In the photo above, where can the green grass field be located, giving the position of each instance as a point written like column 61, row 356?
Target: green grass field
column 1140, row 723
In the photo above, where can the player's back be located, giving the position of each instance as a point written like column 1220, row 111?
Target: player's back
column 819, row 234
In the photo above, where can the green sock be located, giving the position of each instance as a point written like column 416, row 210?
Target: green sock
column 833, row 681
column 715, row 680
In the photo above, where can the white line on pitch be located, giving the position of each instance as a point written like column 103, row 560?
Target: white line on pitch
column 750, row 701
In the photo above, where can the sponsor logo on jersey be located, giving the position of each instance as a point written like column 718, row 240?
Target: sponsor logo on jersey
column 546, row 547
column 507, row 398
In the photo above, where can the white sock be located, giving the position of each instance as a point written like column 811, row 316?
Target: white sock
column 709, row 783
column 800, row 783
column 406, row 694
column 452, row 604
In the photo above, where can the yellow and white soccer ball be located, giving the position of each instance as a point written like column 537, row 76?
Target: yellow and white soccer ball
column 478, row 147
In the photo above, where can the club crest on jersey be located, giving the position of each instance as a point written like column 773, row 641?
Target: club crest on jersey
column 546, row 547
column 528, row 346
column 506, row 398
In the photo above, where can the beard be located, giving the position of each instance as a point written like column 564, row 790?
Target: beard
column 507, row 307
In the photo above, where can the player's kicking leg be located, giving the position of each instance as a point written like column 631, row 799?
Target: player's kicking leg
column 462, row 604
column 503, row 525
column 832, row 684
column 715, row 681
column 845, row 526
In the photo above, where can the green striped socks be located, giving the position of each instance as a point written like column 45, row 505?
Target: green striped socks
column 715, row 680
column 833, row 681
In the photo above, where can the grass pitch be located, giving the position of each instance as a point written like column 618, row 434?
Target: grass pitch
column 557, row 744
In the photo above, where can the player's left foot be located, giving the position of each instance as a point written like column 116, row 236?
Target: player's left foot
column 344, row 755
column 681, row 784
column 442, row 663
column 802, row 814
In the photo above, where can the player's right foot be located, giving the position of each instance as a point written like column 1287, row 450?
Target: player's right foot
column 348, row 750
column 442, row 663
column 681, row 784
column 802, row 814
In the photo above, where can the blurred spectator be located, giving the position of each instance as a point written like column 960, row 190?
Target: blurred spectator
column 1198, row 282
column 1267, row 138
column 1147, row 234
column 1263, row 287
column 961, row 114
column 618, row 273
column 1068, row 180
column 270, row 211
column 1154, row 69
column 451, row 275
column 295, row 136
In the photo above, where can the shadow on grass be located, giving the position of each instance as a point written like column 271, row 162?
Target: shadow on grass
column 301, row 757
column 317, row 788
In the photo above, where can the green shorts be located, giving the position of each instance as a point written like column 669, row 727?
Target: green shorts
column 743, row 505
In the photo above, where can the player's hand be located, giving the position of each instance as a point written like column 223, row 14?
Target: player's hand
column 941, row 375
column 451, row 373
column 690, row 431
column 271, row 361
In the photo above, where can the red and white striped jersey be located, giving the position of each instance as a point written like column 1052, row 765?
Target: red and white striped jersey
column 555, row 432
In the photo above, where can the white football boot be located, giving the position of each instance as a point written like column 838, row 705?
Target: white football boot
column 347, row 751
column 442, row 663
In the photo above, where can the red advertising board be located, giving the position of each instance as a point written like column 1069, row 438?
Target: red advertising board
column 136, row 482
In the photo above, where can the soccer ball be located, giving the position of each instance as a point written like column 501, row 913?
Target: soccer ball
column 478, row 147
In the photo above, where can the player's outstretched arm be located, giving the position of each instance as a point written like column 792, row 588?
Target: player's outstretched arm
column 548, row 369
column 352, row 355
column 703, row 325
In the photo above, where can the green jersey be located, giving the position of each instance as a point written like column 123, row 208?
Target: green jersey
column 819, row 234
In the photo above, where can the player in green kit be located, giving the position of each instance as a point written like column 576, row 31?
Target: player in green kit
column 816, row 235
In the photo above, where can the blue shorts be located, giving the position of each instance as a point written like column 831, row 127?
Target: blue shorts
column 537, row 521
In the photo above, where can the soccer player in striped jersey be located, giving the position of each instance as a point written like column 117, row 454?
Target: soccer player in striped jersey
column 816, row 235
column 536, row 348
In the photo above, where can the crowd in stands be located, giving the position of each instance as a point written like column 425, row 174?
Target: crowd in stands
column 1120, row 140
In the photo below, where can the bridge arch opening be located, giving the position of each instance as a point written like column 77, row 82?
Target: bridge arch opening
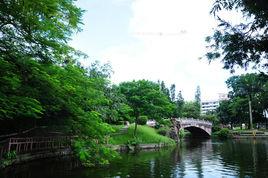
column 197, row 132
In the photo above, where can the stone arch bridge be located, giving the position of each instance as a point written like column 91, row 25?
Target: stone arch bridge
column 197, row 127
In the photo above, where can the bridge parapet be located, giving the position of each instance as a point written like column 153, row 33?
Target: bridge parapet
column 197, row 127
column 193, row 121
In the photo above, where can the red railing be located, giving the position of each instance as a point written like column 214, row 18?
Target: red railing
column 34, row 144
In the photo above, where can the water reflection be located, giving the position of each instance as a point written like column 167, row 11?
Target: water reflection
column 192, row 158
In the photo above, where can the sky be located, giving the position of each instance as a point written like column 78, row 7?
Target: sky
column 153, row 40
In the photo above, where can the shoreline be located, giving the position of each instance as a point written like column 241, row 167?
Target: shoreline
column 25, row 158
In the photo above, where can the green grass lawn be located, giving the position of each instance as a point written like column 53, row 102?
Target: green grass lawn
column 145, row 135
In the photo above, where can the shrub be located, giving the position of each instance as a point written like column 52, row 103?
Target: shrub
column 223, row 133
column 163, row 131
column 165, row 122
column 216, row 128
column 181, row 133
column 142, row 120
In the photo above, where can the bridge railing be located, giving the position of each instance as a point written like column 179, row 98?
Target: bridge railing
column 33, row 144
column 196, row 121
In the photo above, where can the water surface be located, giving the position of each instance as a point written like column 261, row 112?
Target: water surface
column 193, row 158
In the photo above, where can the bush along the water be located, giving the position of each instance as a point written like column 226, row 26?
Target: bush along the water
column 181, row 134
column 223, row 133
column 8, row 158
column 92, row 153
column 142, row 120
column 163, row 131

Task item:
Once the line containing "In the photo above, where can the club" has been set down, nothing more is wanted; set down each line of the listing above up to it exactly, starting with the first.

Final answer:
In the photo above, where can the green grass field be located, giving the position of each instance as a point written like column 61, row 356?
Target: green grass field
column 1140, row 723
In the photo above, where can the player's back be located, giving the position of each instance as a point written like column 1220, row 111?
Target: player's back
column 819, row 234
In the photo above, where can the green sock be located, giving the position of each instance as a point written like column 416, row 210?
Target: green sock
column 833, row 681
column 715, row 680
In the photo above, where can the white line on pitch be located, giving the position of each instance as a point written like column 103, row 560?
Target: white line on pitch
column 750, row 701
In the photo above, where can the sponsor logo on jersey be located, giving the position of each instance as a point written like column 718, row 240?
Target: sponsor logo on jersey
column 546, row 547
column 507, row 398
In the photo above, where can the white sock be located, giving the position of each instance as a point written like column 811, row 316?
Target: white sock
column 709, row 783
column 800, row 783
column 406, row 694
column 452, row 604
In the photo above, where can the yellow and white soccer ball be located, giving the position of each instance as a point written like column 537, row 76?
Target: yellow and white soccer ball
column 478, row 147
In the photo above, where can the club crest on jersey be located, giving the position of each instance as a point written like column 773, row 641?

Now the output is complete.